Entries from a point annotation set:
+--

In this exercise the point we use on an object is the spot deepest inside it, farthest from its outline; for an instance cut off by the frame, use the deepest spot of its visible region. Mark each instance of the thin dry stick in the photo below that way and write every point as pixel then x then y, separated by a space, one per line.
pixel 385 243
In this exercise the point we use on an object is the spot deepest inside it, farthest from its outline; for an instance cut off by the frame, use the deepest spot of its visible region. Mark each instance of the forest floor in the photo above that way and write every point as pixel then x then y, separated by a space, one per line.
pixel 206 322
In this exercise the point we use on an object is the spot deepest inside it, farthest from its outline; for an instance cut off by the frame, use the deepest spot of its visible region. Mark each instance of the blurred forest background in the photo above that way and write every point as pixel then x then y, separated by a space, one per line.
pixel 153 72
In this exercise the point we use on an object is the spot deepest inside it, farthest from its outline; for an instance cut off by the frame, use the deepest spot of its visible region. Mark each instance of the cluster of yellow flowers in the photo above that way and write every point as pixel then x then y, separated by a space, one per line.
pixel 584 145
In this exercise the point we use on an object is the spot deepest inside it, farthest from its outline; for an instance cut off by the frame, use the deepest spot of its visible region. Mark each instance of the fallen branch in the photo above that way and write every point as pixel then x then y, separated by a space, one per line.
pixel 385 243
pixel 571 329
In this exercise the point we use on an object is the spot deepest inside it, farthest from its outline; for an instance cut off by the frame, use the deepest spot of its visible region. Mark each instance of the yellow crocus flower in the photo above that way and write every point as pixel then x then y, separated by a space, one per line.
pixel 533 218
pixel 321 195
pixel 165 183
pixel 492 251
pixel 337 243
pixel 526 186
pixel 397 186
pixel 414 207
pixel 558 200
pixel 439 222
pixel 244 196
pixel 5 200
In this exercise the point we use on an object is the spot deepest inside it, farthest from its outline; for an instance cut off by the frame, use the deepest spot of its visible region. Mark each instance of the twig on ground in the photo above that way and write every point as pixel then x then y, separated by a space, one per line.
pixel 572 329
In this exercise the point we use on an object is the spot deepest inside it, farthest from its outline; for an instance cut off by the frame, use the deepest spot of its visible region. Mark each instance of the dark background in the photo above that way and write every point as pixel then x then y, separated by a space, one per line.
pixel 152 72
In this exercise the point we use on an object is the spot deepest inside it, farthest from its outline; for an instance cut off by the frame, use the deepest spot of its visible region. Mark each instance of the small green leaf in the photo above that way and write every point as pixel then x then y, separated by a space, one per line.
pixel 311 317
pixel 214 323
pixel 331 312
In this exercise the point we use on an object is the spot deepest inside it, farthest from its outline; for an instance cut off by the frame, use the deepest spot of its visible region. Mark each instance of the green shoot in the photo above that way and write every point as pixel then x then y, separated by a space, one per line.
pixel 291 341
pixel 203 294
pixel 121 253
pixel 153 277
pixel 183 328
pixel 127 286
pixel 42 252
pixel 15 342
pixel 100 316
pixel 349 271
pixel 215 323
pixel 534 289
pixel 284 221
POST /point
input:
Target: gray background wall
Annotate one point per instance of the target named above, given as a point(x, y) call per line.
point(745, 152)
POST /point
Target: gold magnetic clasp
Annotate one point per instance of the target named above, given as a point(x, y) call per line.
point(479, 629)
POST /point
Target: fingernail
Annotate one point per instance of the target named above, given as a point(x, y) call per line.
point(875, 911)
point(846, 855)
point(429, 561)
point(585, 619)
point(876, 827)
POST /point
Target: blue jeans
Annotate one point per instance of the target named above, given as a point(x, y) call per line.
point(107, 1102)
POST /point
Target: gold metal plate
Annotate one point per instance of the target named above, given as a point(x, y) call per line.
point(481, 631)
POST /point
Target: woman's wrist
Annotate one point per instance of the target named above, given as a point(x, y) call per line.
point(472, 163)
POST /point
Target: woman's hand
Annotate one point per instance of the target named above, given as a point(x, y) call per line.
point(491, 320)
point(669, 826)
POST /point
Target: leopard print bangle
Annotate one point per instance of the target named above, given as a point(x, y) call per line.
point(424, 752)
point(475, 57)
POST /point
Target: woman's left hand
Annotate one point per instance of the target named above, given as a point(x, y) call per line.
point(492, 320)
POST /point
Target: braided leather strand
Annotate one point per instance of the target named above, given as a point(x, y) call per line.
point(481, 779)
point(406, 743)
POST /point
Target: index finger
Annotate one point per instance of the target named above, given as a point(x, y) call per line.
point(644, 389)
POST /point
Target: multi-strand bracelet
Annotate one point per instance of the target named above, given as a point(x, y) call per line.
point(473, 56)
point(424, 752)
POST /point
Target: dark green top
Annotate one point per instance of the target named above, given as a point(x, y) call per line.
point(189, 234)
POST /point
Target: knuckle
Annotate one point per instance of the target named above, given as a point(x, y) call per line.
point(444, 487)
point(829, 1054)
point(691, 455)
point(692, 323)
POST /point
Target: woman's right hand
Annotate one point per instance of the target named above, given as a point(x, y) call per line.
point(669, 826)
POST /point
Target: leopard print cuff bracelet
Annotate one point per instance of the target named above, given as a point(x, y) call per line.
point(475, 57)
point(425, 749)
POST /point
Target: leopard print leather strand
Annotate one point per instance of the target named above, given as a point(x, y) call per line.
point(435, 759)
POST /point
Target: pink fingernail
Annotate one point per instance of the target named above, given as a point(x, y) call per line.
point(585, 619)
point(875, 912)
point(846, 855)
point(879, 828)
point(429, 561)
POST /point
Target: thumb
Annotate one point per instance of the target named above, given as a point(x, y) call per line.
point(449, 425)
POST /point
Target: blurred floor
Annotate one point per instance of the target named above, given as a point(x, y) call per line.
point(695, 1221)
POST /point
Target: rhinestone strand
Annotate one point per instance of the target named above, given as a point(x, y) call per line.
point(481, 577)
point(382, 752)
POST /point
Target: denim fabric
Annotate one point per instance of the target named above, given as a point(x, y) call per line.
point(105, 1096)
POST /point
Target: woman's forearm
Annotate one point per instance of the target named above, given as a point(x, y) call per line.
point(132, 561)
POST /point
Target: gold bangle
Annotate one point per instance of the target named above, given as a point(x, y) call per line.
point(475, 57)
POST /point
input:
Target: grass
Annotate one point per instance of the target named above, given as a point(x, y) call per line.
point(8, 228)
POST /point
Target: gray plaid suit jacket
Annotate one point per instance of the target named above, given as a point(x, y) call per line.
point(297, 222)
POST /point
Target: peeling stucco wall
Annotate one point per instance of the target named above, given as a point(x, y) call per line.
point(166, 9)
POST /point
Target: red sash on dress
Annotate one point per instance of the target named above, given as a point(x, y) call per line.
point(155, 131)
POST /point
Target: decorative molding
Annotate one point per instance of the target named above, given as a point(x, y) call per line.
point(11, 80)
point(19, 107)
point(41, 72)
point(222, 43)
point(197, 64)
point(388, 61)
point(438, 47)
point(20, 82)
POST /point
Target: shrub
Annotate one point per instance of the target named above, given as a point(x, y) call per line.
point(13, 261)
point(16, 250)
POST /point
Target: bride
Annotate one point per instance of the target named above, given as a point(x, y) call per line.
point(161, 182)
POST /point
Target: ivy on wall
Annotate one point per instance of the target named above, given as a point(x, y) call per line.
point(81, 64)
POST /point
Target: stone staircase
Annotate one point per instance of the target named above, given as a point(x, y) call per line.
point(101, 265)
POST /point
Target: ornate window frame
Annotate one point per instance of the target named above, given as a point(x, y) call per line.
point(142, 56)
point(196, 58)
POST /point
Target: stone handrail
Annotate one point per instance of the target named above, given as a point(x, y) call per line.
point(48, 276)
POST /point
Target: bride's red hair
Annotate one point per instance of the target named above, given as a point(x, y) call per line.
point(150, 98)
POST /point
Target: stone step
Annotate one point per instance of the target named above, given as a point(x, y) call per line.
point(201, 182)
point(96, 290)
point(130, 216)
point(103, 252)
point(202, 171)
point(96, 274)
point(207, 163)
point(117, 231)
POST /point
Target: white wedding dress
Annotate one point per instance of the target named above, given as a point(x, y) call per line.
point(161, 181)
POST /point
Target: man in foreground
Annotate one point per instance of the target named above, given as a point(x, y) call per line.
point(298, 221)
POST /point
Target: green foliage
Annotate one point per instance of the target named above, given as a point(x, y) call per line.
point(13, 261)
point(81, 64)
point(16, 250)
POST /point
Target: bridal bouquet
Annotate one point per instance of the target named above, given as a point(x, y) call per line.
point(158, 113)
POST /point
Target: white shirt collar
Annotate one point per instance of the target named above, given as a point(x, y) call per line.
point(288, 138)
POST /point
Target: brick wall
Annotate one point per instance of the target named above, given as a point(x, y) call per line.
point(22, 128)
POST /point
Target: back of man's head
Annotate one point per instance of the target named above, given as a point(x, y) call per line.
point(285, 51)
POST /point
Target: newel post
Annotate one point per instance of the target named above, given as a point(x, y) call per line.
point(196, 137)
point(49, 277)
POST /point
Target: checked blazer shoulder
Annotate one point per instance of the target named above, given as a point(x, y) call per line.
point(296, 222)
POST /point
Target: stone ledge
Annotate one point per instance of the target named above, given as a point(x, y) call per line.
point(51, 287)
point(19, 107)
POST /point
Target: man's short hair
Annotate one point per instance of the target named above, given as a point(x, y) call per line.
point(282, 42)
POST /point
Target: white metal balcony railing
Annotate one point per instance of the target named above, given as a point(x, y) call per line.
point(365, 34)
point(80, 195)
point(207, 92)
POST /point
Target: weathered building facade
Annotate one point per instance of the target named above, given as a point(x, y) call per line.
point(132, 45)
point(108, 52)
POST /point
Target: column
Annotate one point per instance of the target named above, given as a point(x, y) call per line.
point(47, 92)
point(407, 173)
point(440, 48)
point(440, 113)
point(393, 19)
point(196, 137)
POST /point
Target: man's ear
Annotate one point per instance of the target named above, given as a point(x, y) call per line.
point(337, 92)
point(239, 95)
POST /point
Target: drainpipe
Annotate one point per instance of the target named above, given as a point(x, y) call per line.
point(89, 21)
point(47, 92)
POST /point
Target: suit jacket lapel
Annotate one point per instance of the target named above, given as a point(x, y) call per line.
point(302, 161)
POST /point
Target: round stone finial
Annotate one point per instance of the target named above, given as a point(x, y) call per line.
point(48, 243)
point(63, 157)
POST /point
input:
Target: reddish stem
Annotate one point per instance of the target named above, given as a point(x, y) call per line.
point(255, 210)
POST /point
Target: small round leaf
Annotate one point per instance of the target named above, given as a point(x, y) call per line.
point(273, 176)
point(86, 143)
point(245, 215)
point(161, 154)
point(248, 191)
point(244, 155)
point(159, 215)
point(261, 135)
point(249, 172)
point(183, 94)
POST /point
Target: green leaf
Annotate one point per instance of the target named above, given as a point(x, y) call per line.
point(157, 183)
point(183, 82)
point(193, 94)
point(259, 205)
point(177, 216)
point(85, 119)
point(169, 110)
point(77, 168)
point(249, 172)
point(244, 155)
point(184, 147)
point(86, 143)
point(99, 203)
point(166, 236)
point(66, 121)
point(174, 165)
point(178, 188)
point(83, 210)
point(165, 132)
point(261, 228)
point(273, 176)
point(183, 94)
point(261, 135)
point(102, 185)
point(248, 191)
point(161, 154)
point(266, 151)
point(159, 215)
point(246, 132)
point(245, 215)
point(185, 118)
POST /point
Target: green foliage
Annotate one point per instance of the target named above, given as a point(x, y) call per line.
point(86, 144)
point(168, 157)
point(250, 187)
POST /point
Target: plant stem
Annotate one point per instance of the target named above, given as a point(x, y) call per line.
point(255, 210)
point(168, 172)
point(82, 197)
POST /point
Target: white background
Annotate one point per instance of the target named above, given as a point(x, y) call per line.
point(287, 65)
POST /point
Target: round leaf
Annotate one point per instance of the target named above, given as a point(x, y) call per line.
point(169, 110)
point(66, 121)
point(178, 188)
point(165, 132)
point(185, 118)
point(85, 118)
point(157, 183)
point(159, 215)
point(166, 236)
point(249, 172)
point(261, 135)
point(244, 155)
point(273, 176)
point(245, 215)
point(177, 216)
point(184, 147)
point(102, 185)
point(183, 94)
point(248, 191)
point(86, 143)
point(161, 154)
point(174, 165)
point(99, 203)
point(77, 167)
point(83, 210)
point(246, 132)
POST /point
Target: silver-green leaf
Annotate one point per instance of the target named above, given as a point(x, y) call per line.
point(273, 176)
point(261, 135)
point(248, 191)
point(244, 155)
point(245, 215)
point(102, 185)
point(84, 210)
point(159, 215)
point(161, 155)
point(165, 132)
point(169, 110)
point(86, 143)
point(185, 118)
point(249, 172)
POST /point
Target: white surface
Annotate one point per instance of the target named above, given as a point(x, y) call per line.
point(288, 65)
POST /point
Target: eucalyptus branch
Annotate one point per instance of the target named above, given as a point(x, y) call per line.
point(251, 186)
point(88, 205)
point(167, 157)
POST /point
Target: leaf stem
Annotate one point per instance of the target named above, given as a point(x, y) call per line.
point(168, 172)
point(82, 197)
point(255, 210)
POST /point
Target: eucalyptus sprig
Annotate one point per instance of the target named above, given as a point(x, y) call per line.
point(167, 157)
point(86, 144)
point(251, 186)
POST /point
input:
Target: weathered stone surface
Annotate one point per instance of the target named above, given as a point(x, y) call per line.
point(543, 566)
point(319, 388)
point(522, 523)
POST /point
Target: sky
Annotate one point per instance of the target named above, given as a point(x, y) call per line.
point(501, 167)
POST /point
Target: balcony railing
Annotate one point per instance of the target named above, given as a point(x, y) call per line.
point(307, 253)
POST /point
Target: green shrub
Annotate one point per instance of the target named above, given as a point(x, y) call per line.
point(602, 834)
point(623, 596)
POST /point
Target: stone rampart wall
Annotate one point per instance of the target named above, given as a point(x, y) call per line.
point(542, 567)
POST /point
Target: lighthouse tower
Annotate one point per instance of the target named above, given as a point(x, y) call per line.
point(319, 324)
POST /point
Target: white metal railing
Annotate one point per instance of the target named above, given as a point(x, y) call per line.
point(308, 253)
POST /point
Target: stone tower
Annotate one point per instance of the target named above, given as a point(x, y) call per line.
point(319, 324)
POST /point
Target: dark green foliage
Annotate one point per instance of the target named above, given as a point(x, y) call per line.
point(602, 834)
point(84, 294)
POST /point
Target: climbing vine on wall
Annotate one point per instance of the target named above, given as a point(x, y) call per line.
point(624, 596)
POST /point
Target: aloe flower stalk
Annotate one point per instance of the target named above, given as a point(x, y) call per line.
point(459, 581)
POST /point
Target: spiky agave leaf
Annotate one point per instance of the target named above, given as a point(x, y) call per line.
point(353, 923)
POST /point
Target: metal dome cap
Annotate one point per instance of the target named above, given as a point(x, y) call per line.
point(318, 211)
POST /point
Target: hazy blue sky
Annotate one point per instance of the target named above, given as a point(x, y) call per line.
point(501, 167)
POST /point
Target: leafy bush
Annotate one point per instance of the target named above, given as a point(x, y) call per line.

+--

List every line of the listing above that contains the string "jacket", matching case exactly.

Target: gray plaid suit jacket
Target: suit jacket lapel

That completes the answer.